- **Exercise**
Below are entries. Give back exactly the lines from the one containing "Where can you find the curtain pleat" through the one containing "Where can you find the white baseboard", inclusive, without the pictures.

Dataset entries
+++
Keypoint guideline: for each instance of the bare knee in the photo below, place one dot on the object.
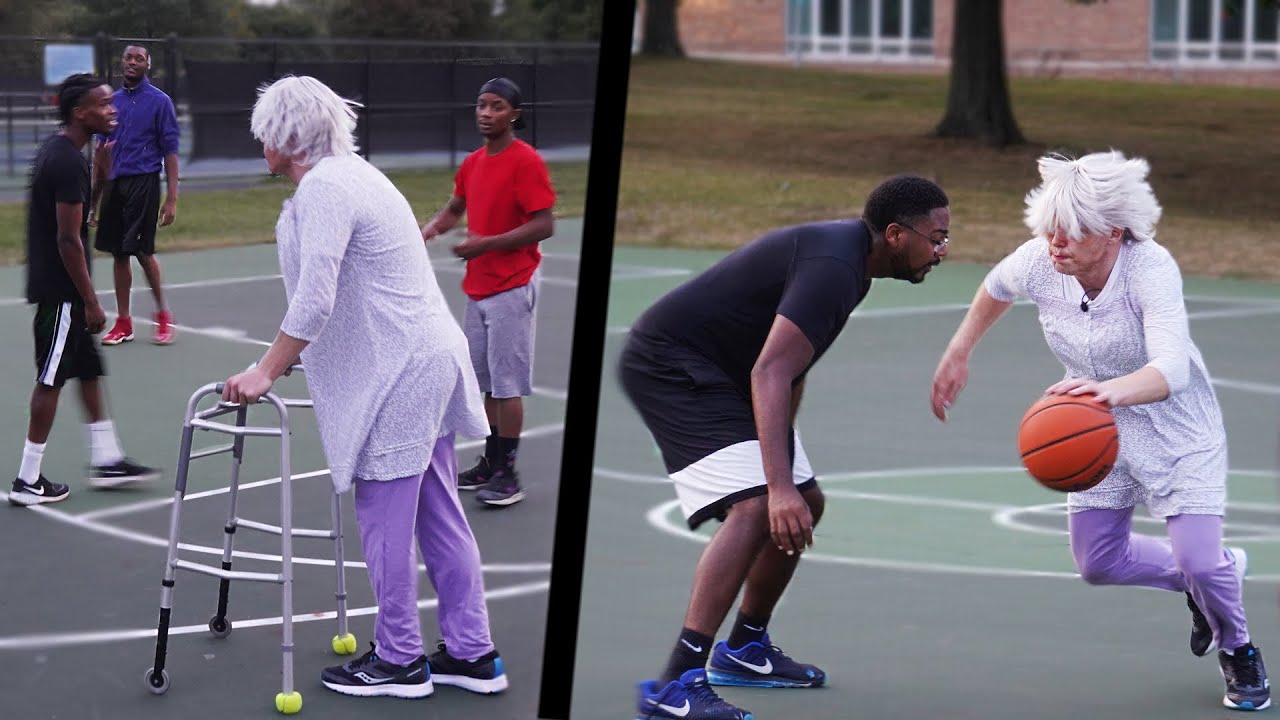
(750, 516)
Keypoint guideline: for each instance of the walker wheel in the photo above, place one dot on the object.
(219, 627)
(158, 684)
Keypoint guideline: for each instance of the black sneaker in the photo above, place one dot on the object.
(370, 675)
(484, 674)
(126, 472)
(476, 477)
(1247, 686)
(503, 488)
(42, 491)
(1202, 636)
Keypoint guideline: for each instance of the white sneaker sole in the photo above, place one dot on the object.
(123, 482)
(410, 692)
(474, 684)
(27, 500)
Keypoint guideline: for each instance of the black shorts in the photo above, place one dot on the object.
(64, 347)
(704, 427)
(127, 224)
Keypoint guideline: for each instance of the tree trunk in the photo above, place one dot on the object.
(978, 100)
(661, 35)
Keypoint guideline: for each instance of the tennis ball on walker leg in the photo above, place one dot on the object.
(344, 645)
(288, 703)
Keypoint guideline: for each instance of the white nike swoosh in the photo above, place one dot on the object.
(762, 669)
(680, 711)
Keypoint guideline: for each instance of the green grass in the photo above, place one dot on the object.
(717, 153)
(220, 218)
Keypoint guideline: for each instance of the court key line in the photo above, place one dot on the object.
(63, 639)
(658, 518)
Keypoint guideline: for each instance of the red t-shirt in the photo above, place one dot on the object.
(502, 192)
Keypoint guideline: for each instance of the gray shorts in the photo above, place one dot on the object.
(501, 337)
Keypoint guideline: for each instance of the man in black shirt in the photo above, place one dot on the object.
(62, 290)
(716, 369)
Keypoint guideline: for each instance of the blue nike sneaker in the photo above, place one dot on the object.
(686, 698)
(760, 665)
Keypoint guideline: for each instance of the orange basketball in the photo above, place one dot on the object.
(1069, 443)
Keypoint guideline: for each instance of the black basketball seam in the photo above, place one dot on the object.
(1107, 468)
(1066, 438)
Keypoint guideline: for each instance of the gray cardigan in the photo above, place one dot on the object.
(387, 365)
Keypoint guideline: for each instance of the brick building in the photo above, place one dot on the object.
(1220, 41)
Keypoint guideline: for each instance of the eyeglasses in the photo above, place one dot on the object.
(929, 237)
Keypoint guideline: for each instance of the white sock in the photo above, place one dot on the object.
(32, 454)
(104, 447)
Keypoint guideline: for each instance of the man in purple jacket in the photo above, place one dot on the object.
(129, 160)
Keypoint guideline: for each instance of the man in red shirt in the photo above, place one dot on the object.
(506, 192)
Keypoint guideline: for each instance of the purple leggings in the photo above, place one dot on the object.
(1191, 560)
(391, 513)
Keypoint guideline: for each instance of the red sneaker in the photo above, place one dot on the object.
(164, 328)
(120, 332)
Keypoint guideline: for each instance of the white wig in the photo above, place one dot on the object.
(302, 118)
(1093, 195)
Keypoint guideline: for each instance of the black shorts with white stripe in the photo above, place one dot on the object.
(64, 347)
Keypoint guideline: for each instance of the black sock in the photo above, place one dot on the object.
(507, 451)
(691, 651)
(490, 447)
(746, 630)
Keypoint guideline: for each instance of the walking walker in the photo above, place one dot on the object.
(288, 701)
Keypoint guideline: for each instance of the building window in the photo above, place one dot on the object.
(860, 28)
(1215, 32)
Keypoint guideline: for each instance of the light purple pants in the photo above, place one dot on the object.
(389, 514)
(1191, 560)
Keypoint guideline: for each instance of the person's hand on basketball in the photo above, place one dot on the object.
(950, 378)
(95, 318)
(1083, 386)
(790, 520)
(470, 247)
(246, 387)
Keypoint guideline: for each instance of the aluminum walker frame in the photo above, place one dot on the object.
(289, 701)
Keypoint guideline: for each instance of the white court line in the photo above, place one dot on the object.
(154, 541)
(658, 518)
(64, 639)
(1246, 386)
(165, 501)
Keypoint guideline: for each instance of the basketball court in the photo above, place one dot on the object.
(82, 577)
(941, 582)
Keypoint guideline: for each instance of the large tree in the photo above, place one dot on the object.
(661, 35)
(978, 103)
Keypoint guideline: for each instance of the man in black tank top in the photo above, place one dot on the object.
(716, 369)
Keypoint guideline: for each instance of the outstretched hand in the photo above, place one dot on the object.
(950, 378)
(790, 520)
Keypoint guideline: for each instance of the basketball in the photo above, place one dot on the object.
(1068, 443)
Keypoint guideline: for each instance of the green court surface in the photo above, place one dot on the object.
(941, 583)
(82, 578)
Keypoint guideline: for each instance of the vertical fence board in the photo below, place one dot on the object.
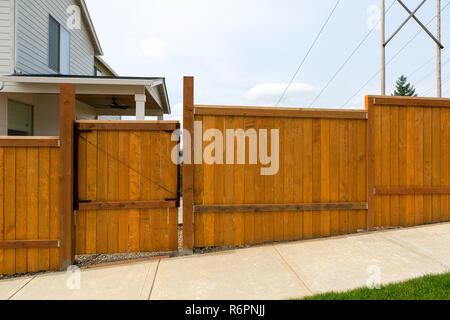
(2, 206)
(134, 187)
(91, 191)
(102, 191)
(44, 206)
(239, 189)
(32, 206)
(124, 190)
(317, 178)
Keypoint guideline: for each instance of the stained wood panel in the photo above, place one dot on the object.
(29, 212)
(321, 161)
(411, 162)
(131, 184)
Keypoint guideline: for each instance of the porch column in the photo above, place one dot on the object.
(3, 115)
(66, 172)
(140, 106)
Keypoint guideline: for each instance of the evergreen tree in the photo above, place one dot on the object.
(404, 88)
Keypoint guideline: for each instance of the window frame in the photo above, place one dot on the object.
(32, 114)
(60, 29)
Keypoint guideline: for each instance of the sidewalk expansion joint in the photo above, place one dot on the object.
(21, 288)
(292, 270)
(154, 280)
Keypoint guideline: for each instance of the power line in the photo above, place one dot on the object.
(395, 56)
(431, 89)
(429, 73)
(420, 68)
(349, 58)
(309, 51)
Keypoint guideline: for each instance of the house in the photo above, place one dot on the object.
(45, 43)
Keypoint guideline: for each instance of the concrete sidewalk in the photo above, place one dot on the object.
(279, 271)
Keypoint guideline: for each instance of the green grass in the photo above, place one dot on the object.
(426, 288)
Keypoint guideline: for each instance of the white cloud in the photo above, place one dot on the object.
(268, 94)
(152, 47)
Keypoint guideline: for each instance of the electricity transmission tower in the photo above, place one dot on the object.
(412, 15)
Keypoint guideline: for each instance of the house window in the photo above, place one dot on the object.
(20, 119)
(97, 72)
(59, 47)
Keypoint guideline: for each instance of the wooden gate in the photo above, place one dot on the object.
(409, 182)
(127, 188)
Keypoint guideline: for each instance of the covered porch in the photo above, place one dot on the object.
(29, 105)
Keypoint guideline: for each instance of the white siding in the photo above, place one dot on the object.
(3, 114)
(6, 37)
(32, 38)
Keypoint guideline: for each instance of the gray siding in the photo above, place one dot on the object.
(32, 18)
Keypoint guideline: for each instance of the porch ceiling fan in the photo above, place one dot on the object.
(115, 105)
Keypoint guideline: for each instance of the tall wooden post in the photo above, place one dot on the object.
(370, 170)
(66, 213)
(188, 168)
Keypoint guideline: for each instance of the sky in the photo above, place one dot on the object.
(245, 52)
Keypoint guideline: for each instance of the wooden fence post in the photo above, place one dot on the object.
(188, 168)
(370, 165)
(66, 213)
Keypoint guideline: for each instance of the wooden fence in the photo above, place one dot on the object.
(319, 190)
(409, 181)
(29, 205)
(127, 187)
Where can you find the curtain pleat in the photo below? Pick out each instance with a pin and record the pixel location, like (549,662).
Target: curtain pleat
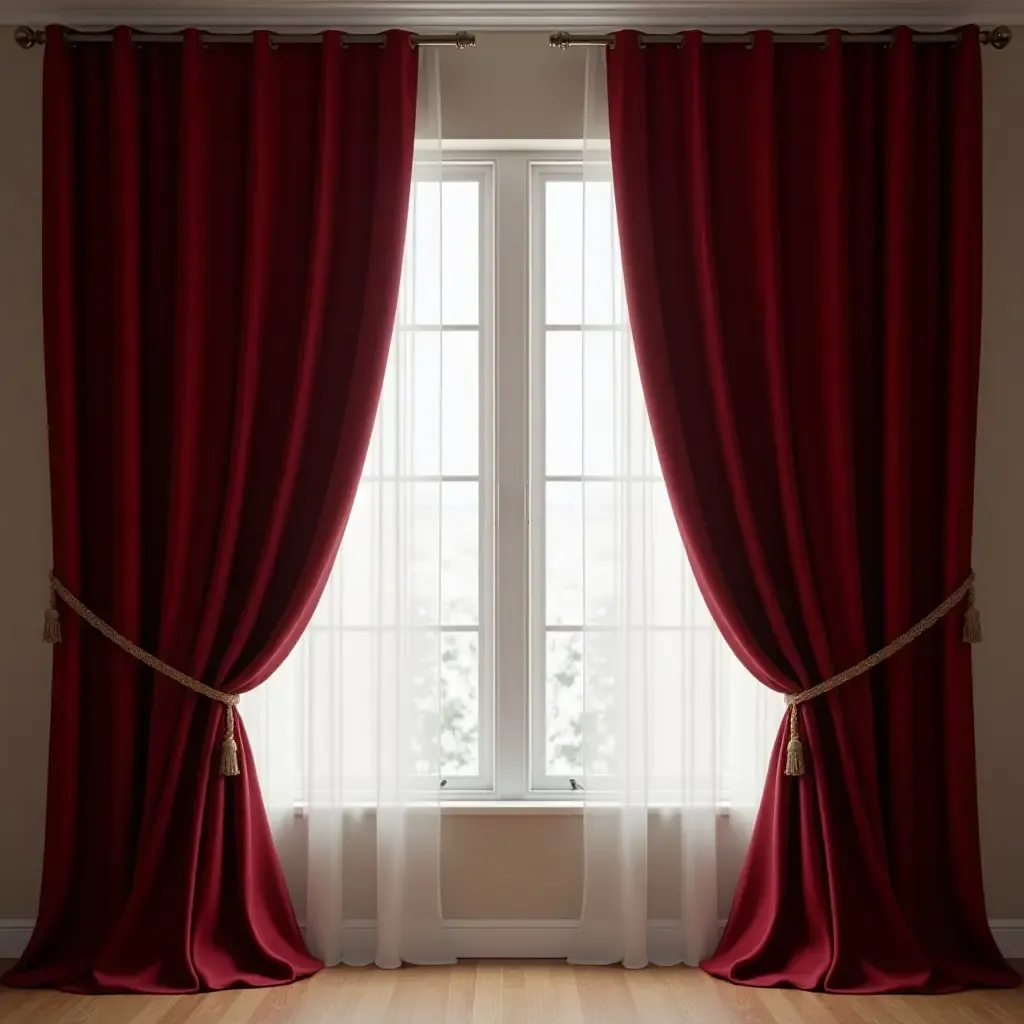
(801,244)
(222,244)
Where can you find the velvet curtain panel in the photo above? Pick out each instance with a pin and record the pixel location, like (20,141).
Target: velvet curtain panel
(223,229)
(801,242)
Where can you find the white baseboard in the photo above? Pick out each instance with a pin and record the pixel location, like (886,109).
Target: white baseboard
(14,935)
(1009,935)
(548,939)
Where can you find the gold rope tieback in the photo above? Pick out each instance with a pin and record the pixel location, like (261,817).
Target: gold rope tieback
(51,634)
(972,634)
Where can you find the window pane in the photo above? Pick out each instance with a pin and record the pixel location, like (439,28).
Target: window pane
(460,403)
(563,691)
(563,554)
(461,252)
(460,705)
(460,554)
(563,403)
(569,255)
(450,257)
(418,410)
(562,249)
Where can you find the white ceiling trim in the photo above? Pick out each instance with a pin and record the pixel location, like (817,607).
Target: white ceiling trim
(510,14)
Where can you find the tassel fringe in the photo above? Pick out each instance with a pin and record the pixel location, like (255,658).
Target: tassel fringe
(229,757)
(795,758)
(229,749)
(795,749)
(51,620)
(972,620)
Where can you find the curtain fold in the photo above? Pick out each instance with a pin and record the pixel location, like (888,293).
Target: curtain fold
(676,734)
(223,229)
(349,728)
(801,245)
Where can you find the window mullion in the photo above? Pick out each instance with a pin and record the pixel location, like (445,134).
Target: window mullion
(512,548)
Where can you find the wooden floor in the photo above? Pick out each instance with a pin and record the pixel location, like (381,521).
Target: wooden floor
(511,992)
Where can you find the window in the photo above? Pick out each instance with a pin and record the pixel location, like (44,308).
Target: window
(510,459)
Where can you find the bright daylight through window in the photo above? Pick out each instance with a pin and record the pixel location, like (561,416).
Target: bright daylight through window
(510,478)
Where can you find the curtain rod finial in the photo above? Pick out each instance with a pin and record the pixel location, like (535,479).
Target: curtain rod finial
(998,38)
(28,38)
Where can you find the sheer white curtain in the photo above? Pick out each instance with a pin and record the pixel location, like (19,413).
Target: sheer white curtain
(346,736)
(676,735)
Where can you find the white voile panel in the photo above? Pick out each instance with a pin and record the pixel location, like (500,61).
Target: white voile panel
(349,727)
(676,734)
+++
- **Expected answer**
Where can you find the curtain pleat in the photo below? Pick out each instance with a pin and record the pixel location, like (549,662).
Target: curtain pleat
(801,244)
(222,244)
Where can you find the velvet curtain panel in the photo above? Pick out each instance with a pin and record the pixel location, like (20,141).
Target: velvet curtain panel
(223,229)
(801,242)
Where can you find the white baseboard in the photo above? Pick out each instance with a pin and record the pixel location, like (886,109).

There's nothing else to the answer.